:: Objective ::
Write out, without alteration, the lines of the records beginning with the line that contains "trace <item>front wheel</item>, every" and ending with the line that contains "[[[256,1],[1,1],[0,98],[256,98]]]", both included.

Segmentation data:
****************************************

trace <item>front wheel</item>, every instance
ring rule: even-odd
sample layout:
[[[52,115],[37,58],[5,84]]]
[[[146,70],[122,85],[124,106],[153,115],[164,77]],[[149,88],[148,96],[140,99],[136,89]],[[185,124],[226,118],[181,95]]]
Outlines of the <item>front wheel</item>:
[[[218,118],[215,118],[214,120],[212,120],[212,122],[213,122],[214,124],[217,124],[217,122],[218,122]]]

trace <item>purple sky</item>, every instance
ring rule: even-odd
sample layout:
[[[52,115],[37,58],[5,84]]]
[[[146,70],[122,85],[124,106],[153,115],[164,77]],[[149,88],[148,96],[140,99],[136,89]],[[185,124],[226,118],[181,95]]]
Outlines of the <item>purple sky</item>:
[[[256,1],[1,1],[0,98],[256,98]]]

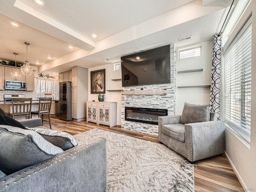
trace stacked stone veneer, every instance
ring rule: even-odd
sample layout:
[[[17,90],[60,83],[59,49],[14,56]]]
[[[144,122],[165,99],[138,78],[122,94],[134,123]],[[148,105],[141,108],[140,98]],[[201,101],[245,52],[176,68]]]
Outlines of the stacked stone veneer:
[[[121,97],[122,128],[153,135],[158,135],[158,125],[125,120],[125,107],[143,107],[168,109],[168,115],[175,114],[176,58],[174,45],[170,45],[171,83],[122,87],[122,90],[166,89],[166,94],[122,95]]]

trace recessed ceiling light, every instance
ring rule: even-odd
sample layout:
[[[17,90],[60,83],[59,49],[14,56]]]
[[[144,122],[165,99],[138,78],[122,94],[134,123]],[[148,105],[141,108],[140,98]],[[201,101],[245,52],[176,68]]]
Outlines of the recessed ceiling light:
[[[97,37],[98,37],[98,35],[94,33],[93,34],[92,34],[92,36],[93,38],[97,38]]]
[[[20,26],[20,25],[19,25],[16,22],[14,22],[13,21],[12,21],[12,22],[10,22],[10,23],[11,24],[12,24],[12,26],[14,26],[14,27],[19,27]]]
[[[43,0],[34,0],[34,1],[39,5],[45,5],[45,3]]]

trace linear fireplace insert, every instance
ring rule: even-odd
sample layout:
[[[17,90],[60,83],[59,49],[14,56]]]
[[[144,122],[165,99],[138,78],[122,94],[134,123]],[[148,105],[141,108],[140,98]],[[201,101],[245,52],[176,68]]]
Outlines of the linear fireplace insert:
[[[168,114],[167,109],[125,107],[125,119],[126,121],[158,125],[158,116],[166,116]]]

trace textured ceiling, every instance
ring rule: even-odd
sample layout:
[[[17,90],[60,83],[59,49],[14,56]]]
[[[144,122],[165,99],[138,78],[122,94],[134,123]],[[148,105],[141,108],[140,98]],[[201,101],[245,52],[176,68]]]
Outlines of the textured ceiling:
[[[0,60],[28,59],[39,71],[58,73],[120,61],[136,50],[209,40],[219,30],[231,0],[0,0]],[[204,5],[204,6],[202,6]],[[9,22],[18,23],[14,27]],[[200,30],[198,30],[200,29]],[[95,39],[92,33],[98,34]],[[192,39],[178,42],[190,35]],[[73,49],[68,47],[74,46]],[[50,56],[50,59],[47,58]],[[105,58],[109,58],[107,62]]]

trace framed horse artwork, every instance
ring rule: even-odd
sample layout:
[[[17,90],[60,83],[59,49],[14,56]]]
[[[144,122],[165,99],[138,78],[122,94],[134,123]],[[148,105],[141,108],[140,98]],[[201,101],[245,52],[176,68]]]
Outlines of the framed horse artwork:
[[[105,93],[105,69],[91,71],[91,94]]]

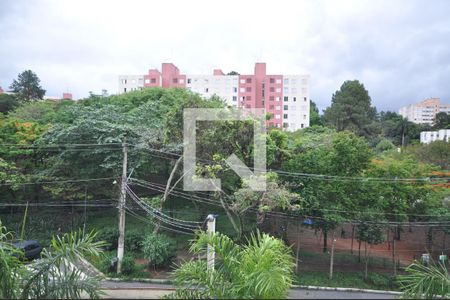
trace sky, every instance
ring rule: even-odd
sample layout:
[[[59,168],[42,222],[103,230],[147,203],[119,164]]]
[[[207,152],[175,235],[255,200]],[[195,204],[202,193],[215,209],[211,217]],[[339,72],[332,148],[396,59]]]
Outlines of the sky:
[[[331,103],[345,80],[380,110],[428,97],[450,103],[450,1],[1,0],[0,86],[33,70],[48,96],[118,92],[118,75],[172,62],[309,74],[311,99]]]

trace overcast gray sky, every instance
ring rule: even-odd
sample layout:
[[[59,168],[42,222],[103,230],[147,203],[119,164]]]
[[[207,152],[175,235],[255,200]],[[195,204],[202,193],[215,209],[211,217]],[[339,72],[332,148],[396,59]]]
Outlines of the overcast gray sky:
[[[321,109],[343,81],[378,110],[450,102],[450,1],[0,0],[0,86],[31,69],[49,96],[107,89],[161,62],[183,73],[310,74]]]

****************************************

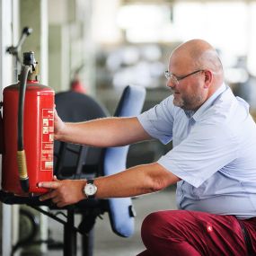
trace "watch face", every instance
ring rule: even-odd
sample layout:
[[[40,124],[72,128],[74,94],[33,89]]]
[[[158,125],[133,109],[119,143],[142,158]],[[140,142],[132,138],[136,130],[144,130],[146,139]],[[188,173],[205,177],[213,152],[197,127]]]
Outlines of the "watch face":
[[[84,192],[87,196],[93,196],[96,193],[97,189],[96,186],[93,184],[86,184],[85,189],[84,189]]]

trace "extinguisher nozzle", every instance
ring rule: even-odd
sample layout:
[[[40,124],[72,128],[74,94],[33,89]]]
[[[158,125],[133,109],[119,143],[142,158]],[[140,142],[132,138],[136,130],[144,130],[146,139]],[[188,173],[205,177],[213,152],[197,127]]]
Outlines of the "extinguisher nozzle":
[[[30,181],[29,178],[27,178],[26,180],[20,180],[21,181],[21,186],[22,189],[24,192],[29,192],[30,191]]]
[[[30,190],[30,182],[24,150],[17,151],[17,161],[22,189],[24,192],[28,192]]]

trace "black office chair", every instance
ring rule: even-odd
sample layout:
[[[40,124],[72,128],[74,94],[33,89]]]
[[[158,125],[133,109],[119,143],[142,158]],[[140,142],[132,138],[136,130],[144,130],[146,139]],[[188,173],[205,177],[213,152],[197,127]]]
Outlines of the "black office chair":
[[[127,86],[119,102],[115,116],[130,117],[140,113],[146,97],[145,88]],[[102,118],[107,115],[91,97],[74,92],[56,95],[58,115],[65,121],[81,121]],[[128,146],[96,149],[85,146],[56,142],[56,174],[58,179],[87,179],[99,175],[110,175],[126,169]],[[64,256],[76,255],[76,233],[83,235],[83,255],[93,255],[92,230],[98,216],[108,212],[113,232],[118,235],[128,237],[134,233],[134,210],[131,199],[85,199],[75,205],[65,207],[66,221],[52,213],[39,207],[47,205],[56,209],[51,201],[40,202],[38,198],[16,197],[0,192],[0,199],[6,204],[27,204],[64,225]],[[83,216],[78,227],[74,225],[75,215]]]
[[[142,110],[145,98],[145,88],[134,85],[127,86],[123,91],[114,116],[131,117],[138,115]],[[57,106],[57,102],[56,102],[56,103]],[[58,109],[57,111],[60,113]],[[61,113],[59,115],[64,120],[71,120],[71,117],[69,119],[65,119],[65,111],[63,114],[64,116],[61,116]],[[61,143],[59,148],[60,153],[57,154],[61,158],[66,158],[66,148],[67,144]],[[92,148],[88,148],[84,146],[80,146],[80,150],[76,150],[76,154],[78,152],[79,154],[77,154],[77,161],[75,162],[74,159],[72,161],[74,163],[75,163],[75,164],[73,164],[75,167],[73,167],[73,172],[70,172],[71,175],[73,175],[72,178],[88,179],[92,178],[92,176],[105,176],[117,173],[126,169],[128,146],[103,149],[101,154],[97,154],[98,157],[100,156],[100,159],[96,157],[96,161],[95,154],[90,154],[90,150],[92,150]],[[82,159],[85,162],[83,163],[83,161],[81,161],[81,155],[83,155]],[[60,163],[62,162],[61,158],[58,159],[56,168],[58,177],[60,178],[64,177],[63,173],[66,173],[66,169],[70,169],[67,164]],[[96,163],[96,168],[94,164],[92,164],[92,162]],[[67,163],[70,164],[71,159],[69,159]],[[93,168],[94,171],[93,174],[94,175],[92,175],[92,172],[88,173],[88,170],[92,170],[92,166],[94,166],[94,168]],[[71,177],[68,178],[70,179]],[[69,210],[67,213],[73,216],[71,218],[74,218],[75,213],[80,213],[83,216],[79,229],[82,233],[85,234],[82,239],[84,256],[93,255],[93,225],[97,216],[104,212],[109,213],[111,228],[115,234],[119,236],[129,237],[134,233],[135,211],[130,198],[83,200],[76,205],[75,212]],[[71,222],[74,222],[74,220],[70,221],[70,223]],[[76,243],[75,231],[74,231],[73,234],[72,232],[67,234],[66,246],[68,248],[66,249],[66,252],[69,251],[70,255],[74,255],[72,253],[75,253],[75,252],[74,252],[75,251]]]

****************************************

:: Solution for this exercise ::
trace <item>front wheel</item>, every instance
ring rule: even-odd
sample layout:
[[[52,115],[37,58],[5,84]]]
[[[146,70],[122,85],[124,106],[153,115],[164,77]],[[149,88],[148,96],[140,99],[136,89]],[[185,124],[226,118],[181,95]]]
Outlines of the <item>front wheel</item>:
[[[218,118],[215,118],[214,120],[212,120],[212,122],[213,122],[214,124],[217,124],[217,122],[218,122]]]

trace <item>purple sky</item>, every instance
ring rule: even-odd
sample layout:
[[[52,115],[37,58],[5,84]]]
[[[146,70],[122,85],[124,106],[153,115],[164,77]],[[149,88],[148,96],[140,99],[136,89]],[[185,124],[226,118],[181,95]]]
Outlines of the <item>purple sky</item>:
[[[256,1],[1,1],[0,98],[256,98]]]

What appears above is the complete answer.